#### STATED EXERCISE:
Could you scale the data from its start through the line containing "889;27;932;70", both ends included, by rewriting only that stretch in full, requests and all? Multiply every bounding-box coordinate in the answers by 1.9 and round each to a whole number, with halves rounded up.

(Coordinate annotation data)

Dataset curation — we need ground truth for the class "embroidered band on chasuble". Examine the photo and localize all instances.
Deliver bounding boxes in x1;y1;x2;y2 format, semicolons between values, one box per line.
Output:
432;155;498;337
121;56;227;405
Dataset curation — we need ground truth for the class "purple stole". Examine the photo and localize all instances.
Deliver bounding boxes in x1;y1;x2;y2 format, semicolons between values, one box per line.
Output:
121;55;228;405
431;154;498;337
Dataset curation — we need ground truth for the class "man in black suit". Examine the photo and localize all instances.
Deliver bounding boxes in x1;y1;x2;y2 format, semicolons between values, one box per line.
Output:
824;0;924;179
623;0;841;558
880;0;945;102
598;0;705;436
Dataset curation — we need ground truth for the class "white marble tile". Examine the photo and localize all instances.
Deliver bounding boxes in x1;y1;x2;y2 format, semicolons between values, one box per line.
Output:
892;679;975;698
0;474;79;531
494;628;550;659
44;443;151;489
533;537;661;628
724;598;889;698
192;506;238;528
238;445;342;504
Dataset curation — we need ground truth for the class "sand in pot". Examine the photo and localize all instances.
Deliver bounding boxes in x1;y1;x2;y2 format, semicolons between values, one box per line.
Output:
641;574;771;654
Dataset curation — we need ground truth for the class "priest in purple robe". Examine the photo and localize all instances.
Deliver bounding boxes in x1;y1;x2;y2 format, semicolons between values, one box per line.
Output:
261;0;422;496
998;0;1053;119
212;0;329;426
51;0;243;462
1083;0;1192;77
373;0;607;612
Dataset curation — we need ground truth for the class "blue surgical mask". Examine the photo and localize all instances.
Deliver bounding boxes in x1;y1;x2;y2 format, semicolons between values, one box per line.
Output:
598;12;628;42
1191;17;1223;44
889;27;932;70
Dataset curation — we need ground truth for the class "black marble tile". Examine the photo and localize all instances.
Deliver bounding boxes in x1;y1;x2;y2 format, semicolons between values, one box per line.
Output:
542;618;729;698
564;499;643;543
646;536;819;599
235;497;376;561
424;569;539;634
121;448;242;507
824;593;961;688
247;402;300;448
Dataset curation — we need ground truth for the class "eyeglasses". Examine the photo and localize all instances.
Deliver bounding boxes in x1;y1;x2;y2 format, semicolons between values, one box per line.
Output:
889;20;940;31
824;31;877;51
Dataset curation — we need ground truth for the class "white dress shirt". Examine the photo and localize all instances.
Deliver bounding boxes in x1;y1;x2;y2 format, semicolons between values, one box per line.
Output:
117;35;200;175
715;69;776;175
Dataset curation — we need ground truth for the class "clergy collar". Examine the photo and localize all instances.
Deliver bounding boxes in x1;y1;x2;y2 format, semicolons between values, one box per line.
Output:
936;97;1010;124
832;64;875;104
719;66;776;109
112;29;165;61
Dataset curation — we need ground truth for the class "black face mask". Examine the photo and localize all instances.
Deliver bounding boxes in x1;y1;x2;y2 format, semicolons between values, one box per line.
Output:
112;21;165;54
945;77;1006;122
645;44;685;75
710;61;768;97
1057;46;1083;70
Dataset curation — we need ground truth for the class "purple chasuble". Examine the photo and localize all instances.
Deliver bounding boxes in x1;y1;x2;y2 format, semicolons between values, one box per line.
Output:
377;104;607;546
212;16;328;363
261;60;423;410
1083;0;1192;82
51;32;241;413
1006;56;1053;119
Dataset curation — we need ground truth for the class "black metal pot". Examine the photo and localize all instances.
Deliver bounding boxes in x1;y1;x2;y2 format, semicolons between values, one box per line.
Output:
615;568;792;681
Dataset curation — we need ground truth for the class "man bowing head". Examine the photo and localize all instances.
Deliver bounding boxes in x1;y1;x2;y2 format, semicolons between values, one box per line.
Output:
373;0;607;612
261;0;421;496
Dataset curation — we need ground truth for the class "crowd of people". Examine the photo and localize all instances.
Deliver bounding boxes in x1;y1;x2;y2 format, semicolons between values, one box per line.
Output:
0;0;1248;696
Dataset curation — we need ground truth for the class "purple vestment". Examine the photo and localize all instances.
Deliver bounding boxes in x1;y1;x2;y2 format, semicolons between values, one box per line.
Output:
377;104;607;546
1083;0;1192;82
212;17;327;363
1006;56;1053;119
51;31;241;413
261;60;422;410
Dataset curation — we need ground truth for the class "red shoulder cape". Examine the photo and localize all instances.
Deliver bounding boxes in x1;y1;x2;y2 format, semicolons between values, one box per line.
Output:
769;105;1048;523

#### SOLVED PROBLEM:
Dataset curation — we need ground truth for the class "embroidered band on chasuble". Examine the photo and localize all instances.
Deliver bounding boxes in x1;y1;x2;y2 format, semicolons between values, one box per line.
Output:
821;295;946;640
230;106;431;770
Dataset curation — we need ground truth for the class "purple stole". Examine the photo and localize all instances.
Deliver bounding boxes in x1;y1;x2;y2 format, semicolons between values, one box per line.
Output:
230;105;433;770
819;293;946;640
Dataset curation — we need ground truth for the class "man in black suit". Examine the photo and localize all instances.
Deliver bounding boxes in x1;y1;x2;y2 format, semicolons between values, one box per line.
Output:
1566;0;1756;340
1184;0;1598;1060
1672;0;1796;194
1136;0;1340;828
Dataset curation — we need ground truth for the class "white marble tile". Examine the photo and localize all instances.
Deliver bounding boxes in x1;y1;x2;y2 format, semicolons between values, one box per line.
Output:
1695;1290;1853;1326
0;901;150;1009
939;1193;1045;1252
84;842;287;929
1013;1020;1256;1193
1376;1136;1689;1326
365;961;452;1003
452;846;650;958
Dataset curation — we need ground truth for the class "sand in pot". Examine the photo and localize all instances.
Deliver bounding boxes in x1;y1;x2;y2 format, semicolons between values, one box per line.
Output:
1218;1091;1465;1243
Dataset curation — we need ground truth for the class "priest in purple robe". Examine the photo and localize all instances.
Deliver bounding boxes in x1;y1;x2;y2 format, semicolons between values, one box per line.
Output:
496;0;802;942
1896;0;2001;226
403;0;625;809
97;0;462;878
2058;0;2265;146
709;0;1153;1163
Dataset curation — we need ground truth for the class "blue surgical mask". Examine the photo and localize all instances.
Deliver bounding boxes in x1;y1;x2;y2 format, semicolons between values, one box per line.
Output:
1136;23;1193;80
2263;32;2324;84
1689;51;1771;133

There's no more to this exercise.